◆ **What to produce**:
Leave out the pictures and repeat everything else in the records exactly.

§ §

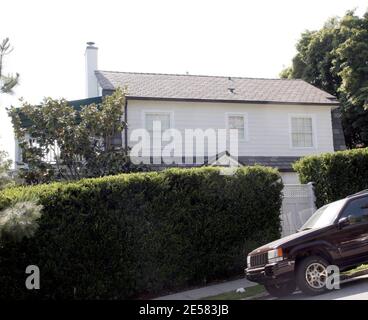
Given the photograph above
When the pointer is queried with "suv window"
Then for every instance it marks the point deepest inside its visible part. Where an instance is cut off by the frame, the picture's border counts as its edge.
(357, 210)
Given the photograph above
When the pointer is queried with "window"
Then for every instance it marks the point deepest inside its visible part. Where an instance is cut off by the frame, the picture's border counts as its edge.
(357, 210)
(237, 121)
(301, 132)
(159, 117)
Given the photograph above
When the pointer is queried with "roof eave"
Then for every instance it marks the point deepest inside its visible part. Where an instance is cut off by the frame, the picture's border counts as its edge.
(330, 104)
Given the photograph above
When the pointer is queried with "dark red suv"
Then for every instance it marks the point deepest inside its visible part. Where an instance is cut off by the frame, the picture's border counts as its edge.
(336, 234)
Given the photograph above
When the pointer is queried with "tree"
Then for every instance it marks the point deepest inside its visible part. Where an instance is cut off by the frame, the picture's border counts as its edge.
(78, 143)
(8, 82)
(5, 165)
(335, 59)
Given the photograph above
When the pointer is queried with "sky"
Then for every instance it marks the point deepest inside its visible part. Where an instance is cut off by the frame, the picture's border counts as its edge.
(209, 37)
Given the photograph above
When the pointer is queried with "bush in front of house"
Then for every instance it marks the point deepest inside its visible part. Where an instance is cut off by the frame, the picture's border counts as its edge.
(143, 233)
(336, 175)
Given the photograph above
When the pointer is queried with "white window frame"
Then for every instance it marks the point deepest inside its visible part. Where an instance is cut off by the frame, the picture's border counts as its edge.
(314, 129)
(166, 112)
(246, 120)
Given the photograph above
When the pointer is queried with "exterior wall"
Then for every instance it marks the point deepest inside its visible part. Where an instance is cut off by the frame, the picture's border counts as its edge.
(268, 125)
(290, 177)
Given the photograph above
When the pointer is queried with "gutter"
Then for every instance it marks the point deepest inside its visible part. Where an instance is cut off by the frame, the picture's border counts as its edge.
(126, 123)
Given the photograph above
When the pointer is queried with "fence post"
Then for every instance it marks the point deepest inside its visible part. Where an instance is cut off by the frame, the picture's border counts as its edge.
(312, 196)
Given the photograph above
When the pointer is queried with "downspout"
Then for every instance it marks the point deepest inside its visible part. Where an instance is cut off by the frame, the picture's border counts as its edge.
(126, 124)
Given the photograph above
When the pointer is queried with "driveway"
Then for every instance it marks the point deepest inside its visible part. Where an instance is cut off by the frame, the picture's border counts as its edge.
(354, 289)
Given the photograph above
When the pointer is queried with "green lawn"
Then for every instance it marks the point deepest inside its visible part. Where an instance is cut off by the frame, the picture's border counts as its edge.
(232, 295)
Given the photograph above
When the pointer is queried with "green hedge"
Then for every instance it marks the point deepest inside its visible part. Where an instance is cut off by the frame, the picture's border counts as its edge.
(142, 233)
(336, 175)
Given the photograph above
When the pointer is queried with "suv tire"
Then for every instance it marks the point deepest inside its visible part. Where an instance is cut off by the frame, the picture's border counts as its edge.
(311, 275)
(281, 290)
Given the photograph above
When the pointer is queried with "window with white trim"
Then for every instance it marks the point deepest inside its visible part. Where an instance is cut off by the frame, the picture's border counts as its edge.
(301, 132)
(237, 121)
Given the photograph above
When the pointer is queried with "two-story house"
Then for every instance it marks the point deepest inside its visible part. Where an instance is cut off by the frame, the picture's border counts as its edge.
(277, 121)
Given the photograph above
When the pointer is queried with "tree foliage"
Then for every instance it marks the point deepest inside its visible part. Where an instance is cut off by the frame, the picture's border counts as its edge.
(67, 144)
(5, 165)
(7, 82)
(335, 59)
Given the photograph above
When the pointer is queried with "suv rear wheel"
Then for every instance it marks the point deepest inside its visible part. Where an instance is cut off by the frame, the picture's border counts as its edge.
(281, 290)
(311, 275)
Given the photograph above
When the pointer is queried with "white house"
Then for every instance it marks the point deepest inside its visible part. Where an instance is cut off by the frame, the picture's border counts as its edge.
(278, 121)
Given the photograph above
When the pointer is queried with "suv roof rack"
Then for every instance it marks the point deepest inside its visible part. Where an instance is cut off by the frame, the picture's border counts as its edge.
(358, 193)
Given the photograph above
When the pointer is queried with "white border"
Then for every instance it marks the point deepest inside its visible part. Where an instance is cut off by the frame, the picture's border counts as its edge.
(314, 130)
(246, 120)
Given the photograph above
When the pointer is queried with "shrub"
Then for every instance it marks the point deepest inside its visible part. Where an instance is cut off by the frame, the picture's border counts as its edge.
(336, 175)
(132, 234)
(19, 221)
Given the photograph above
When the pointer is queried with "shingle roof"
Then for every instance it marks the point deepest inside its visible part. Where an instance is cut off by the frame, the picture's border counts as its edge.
(195, 87)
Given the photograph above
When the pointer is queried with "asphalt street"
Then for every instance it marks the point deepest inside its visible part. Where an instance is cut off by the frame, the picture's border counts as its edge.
(355, 289)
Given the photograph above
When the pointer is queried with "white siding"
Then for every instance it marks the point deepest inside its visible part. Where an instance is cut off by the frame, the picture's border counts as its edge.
(268, 125)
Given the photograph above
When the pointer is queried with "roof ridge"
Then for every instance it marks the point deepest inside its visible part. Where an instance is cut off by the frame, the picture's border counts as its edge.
(197, 75)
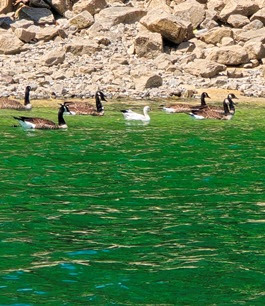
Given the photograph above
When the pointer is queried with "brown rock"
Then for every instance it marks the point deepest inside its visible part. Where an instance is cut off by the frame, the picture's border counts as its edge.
(255, 50)
(204, 68)
(115, 15)
(148, 44)
(216, 35)
(260, 15)
(10, 44)
(241, 7)
(5, 6)
(149, 80)
(229, 55)
(84, 46)
(92, 6)
(169, 26)
(238, 21)
(82, 20)
(25, 35)
(37, 15)
(190, 11)
(54, 58)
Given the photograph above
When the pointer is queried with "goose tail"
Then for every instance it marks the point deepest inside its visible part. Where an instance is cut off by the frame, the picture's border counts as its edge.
(17, 118)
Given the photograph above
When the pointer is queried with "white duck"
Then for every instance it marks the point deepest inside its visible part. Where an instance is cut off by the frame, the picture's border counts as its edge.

§ §

◆ **Solution**:
Given the photograph above
When the pointer is queried with "suv window"
Then for every instance it marks the point deepest inside its visible part. Where an instance is cut off by the frame, the picture's border counts as its edge.
(357, 210)
Given the photograph above
When the pointer is queried with "window"
Then for every instance it marks the point deepest inside its visible part. Where an instance is cut off by the frame, the picture's border counts as its edge.
(357, 210)
(237, 121)
(301, 132)
(159, 117)
Given the photograph above
When the pointer is queried with "roof eave"
Then for every instance it marks the point deepest inside its visible part. Where an instance is cut off by the frame, the picture's border counts as its edge.
(330, 104)
Given the photograph above
When the pointer is queried with "dark red suv"
Then for every instance it marks the point deepest inside its visible part. Where an instance is cut off by the frame, the picture's border counts as its edge.
(336, 234)
Given the photograph above
When the pointer is queried with "tree"
Then for every instance it marks the point deepest inside its visible part. Where an instance is cut off by the frame, the picture's border counts as its edge.
(78, 143)
(8, 82)
(5, 165)
(335, 59)
Given the photograph above
When the pointer is queried with "sky"
Then for every instance it marks the point deepest inside its visible part. Where an instance is cut off by the frame, the picture's border counts as its edge.
(209, 37)
Given the photograph above
When the pointer is queried with "bush in front of house"
Then for every instance it marks the point deepest inside its visible part. Where an instance is cut off by the frame, the picture's border counts as its edge.
(143, 233)
(336, 175)
Given the photograph above
When the pointer is queried with "white window frame"
Then for every instance it marks the point deepest inside its visible part. Where an instance is cut off by the frame, the picture's border counts as its edge.
(314, 129)
(166, 112)
(246, 120)
Given the photograph above
When the pointer is queried with "exterior wall"
Then for every instance it marks the point deepest inside its visible part. Where an instance is cut off by the frame, the picture's border counts as its edge.
(268, 125)
(290, 177)
Given the photograph above
When the pointer is queried with "gutter"
Then for every instance it marks the point deepest inside its visible part. Where an instance is cut off by the frame, the picture's border counts as its edge.
(126, 123)
Given the photograph above
When the pointer is queried with "fence post"
Then for every instance it marks the point deepest inside its visible part. Where an instance is cut off by the frame, the picture's border counts as its edge.
(312, 196)
Given the photograph above
When the pointer is queried with "downspout"
Then for every instance it marks the point deepest inside its visible part. Where an instance is cut off by the frame, the picture's border counts as its edge.
(126, 124)
Given the photograph above
When the pointer is queried with "driveway"
Then for every instance it marks the point deepest inside its visible part. Where an instance is cut off by the frame, the picture's border counts as its edge.
(354, 289)
Given the photograph above
When the pointer is queried with "green lawn"
Then for every instance it marks the point deepest inside its visible part. Where an instance is cut off by the frame, the picture's border counts as its edge.
(232, 295)
Given the photograph above
When the pointer is queried with "green hedge"
Then for every instance it marks the point deepest inside its visible part. Where an instance is cut off by the frame, the picture's border counts as its edge.
(142, 233)
(336, 175)
Given the photograph above
When the pointer is queried with "suv tire"
Then for every instance it marks the point deepest inside its visible part. Where an instance is cut off by the frame, the picture's border counts as its edge.
(311, 275)
(281, 290)
Given the photograph above
When the pointer is queried with "window with white trim"
Then for every instance it marks the point deepest inside its visible part. Where an instance is cut off by the frame, the picture's border counts as its edge.
(301, 132)
(237, 121)
Given the photograph above
When the pointer is queried with "two-story house"
Then for every instance it marks the point deepest inside its visible part. Where an instance is cut off by the frame, the picture's border counts as its edge.
(277, 121)
Given the photograph above
When the pointer is queried with "tree foliage"
Then for every instance it marks the point deepest inside its visible part. Where an instance is cut off by the frame, the picture's border counts as its edge.
(67, 144)
(5, 165)
(7, 82)
(335, 59)
Given the photograph above
When the pointer is queried with "suv rear wheel"
Then for every instance it marks the point deepest inside its visible part. Where an instance is cut off by the frame, the picture's border counts as its edge.
(281, 290)
(311, 275)
Given the photograph above
When the pointer is queried with "white house"
Then for every instance it marks the point deepest inside its visible part. Where an instance is cut off by the frame, the picture's border counts as its edge.
(278, 121)
Given the photograph above
When the pointer is queried with "suv roof rack"
Then for every instance it marks the point deepest inside its visible part. Where an instance is cut off by the frame, the picture's border counts as its edge.
(358, 193)
Given the photograph above
When the pointer is queried with "white border"
Then for every instance it marks the point deepest inside its visible part. Where an instance is cut off by the frame, the picture's border counts as its edge.
(314, 130)
(246, 120)
Given the photograph above
When the pointer is queried with "shrub"
Then for every instance it marks the point deepest inside its visible part. Where an instance is cut off by the frame, the picture's border counts as its edge.
(336, 175)
(132, 234)
(19, 221)
Given the photograph above
When the pointer is queried with "shingle roof"
Then for every instance it marks the point deepest inside its visible part. Where an instance is cut off by the frame, the picture's border counts as its edge.
(195, 87)
Given the photograph above
When the pointer is queried with "asphalt street"
Then for every instance it marks the point deepest inside its visible part. Where an instance is cut off by the frame, the picture's border counts as its edge.
(355, 289)
Given the photograph above
When the pointer is queried with "white siding"
Then for every instance it marks the point deepest inside its visible part. Where an instance is cut off by the frame, the picture's border counts as its edge.
(268, 125)
Given the photograph above
When the pointer is queried with "roof ridge"
Then for every instance it marks the point deepest inside its visible part. Where an instance is cut off by the frame, the picture's border counts as its edge.
(197, 75)
Given the photograph above
When the pointer is queried with "brown rock"
Then for every instance it marks the point deepest inside its visible part. Where an instance is cut off by the frame, the picture's border counts as its edge.
(255, 50)
(204, 68)
(115, 15)
(148, 44)
(216, 35)
(260, 15)
(10, 44)
(241, 7)
(5, 6)
(149, 80)
(229, 55)
(84, 46)
(92, 6)
(169, 26)
(238, 21)
(82, 20)
(25, 35)
(37, 15)
(190, 11)
(54, 58)
Given the photograph above
When the pointer is queried with "goose tail"
Then for every instance it marks the point deepest inside its visible part. Where an instance is cut off by the frame, the picture's border counts as its edge.
(17, 118)
Given the photograph above
When the pointer is queried with "white duck"
Then for every instance it marks the point deepest inside its visible part. Where an instance is cut off by the frame, the picture's border counts as its edge.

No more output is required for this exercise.